*Belge Alıntısı*:
▬▬▬▬▬▬▬▬▬▬

15 Temmuz 2012 Pazar
Bu sabahta erken kalktım. Dün gece başlayan yağmur kısa süre sonra durmuştu. Ali bu gün dinlenmek istiyor, yola geç çıkacak. Mestiayı gezmeye ve bulabilirsem haçapuri almaya karar verdim. Burası kaldığımız evin giriş kapısı. Asıl aradığımız pansiyonsa sağdaki bahçedeydi.
Sokağın girişinde bir evin bahçe duvarının altından diğer evin bahçe duvarının altına doğru küçük bir dere akıyordu.
Mestianın asıl sahipleri nehri geçtikten sonraki karşıdaki yamaçta yer alıyorlardı.
Kaldığımız pansiyon sağdaki büyük binanın yanındaki sokağın içinde. Bu yol Mestia hava alanına gidiyor.
Bizim kaldığımız sokakta olduğu gibi Mestianın tamamında inşaat var. Burası şu anda bir şantiye alanından farksız. Toz toprak içinde ama güzel olan bu hali. Buraya gidip gezmeyi düşünüyorsanız elinizi çabuk tutun. Birkaç yıla kalmaz son derece modern ve temiz bir Mestia ile karşılşırsınız ama güzel olan Ruhunu kaybetmemiş bu Mestia.
Mestiada ilk yerleşim dağın yamacı ile nehir arasında yapılmış.
Nehrin üzerine modern çizgilere sahip metal köprü yapmışlar.
Mestianın üzerine sis çökmüş. Etraf yüksek dağlarla çevrili olduğu için Mestiada güneş geç görünüyor.
Köprüden geçip Mestianın merkezine gideceğim.
Benim çelik zannettiğim köprünün korkuluğu meğer profilden yapılmış. Üstüne de betopan kaplamışlar. Estetik ama ucuz ve kısa ömürlü bir çözüm üretmişler.
Sis iyice aşağıya indi.
Bir süre sisin geliş gidişini seyrettim köprünün üzerinden.

▬▬▬▬▬▬▬▬▬▬

*Çıkarılan Bilgiler*:
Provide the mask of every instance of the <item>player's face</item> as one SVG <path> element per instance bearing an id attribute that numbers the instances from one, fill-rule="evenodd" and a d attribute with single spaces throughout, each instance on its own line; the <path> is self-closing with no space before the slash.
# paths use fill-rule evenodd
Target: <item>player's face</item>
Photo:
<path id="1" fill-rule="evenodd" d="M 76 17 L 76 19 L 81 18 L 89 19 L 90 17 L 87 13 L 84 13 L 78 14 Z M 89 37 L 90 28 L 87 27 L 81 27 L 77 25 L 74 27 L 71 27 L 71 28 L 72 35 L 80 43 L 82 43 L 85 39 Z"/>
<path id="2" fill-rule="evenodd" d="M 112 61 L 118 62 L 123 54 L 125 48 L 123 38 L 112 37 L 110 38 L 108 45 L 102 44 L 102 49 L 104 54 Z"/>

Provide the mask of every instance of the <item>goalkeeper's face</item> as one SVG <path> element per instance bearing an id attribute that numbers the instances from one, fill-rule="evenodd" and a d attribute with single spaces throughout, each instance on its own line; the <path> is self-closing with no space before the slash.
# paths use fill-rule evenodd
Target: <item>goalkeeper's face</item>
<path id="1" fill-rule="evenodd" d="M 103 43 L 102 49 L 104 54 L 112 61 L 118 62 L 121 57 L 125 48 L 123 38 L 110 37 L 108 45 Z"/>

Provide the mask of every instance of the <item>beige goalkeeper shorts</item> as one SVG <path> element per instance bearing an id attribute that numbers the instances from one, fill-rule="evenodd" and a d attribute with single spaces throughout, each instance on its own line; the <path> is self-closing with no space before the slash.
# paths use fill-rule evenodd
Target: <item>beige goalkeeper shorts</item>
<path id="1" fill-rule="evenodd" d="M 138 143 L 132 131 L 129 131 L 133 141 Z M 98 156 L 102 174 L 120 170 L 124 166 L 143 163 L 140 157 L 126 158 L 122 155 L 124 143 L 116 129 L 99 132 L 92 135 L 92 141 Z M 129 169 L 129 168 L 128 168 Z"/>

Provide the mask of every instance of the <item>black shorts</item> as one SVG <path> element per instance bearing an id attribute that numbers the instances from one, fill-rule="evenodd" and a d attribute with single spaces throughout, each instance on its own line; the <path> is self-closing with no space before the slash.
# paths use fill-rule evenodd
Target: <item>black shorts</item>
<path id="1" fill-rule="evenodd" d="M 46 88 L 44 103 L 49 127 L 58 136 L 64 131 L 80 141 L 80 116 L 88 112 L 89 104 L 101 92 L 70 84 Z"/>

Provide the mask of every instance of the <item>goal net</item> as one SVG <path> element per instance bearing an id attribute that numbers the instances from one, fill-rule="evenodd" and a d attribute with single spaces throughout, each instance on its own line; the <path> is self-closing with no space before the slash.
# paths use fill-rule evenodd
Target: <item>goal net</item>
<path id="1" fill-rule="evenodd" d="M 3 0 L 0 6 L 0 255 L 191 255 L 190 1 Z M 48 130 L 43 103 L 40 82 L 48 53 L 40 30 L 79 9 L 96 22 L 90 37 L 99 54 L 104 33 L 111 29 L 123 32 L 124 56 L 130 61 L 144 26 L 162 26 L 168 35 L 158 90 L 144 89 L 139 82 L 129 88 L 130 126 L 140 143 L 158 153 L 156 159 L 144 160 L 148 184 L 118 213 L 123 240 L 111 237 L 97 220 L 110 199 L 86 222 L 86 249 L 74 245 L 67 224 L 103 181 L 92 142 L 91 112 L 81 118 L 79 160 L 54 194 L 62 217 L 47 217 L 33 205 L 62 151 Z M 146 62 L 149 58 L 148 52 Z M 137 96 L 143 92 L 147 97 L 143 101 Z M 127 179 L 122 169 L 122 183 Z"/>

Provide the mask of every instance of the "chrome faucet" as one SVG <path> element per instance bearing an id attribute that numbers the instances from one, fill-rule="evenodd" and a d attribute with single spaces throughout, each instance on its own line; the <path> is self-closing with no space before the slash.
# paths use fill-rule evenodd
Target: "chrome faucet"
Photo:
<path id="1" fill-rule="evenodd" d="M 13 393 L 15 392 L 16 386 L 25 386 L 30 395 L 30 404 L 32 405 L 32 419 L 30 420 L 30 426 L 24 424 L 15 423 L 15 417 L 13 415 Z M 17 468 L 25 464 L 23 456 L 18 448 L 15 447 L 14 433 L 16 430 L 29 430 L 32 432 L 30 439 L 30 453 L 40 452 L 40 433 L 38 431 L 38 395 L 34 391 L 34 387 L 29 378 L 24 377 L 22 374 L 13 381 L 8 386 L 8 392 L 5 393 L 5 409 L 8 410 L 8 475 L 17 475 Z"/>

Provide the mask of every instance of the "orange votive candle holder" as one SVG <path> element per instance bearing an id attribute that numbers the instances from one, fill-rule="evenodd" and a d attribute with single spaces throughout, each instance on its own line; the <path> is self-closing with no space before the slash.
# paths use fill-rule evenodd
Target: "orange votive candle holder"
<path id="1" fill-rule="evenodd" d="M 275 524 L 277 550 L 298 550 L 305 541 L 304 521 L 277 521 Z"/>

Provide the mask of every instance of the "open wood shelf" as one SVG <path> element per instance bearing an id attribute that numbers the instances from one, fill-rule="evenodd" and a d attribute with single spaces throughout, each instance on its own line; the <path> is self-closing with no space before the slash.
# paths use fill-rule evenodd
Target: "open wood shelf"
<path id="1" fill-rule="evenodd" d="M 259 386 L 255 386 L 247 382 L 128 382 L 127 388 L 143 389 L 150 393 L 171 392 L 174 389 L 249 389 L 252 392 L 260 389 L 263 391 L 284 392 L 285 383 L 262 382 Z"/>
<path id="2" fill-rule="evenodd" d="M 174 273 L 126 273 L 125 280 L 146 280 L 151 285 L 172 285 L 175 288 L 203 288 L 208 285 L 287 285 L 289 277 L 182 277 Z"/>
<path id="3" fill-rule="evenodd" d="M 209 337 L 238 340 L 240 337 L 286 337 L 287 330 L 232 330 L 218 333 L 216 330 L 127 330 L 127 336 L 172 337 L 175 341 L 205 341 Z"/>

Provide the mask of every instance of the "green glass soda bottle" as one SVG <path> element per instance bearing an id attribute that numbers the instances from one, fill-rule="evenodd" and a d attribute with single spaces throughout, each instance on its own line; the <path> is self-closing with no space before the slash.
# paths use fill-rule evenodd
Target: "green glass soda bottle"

▬▬▬▬▬▬▬▬▬▬

*Alıştırmada İstenenler*:
(1) Mestia gezi yazısına göre aşağıdaki soruları yanıtlayınız.
(a) Mestia'da ilk yerleşim nerede yapılmış?
(b) Köprünün korkuluğu neyden yapılmış ve üstüne ne kaplanmış?
(c) Mestia'da güneş neden geç görünüyor?
(2) Mestia gezi yazısında "Kaldığımız pansiyon sağdaki" sözleriyle başlayıp "güneş geç görünüyor." sözleriyle biten bölümü, bu sözler de dahil olmak üzere, hiçbir değişiklik yapmadan yazıya geçiriniz.

*Cevap Anahtarı*:
(1)
(a) Dağın yamacı ile nehir arasında.
(b) Profilden yapılmış, üstüne betopan kaplanmış.
(c) Etrafı yüksek dağlarla çevrili olduğu için.

(2)
Kaldığımız pansiyon sağdaki büyük binanın yanındaki sokağın içinde. Bu yol Mestia hava alanına gidiyor.
Bizim kaldığımız sokakta olduğu gibi Mestianın tamamında inşaat var. Burası şu anda bir şantiye alanından farksız. Toz toprak içinde ama güzel olan bu hali. Buraya gidip gezmeyi düşünüyorsanız elinizi çabuk tutun. Birkaç yıla kalmaz son derece modern ve temiz bir Mestia ile karşılşırsınız ama güzel olan Ruhunu kaybetmemiş bu Mestia.
Mestiada ilk yerleşim dağın yamacı ile nehir arasında yapılmış.
Nehrin üzerine modern çizgilere sahip metal köprü yapmışlar.
Mestianın üzerine sis çökmüş. Etraf yüksek dağlarla çevrili olduğu için Mestiada güneş geç görünüyor.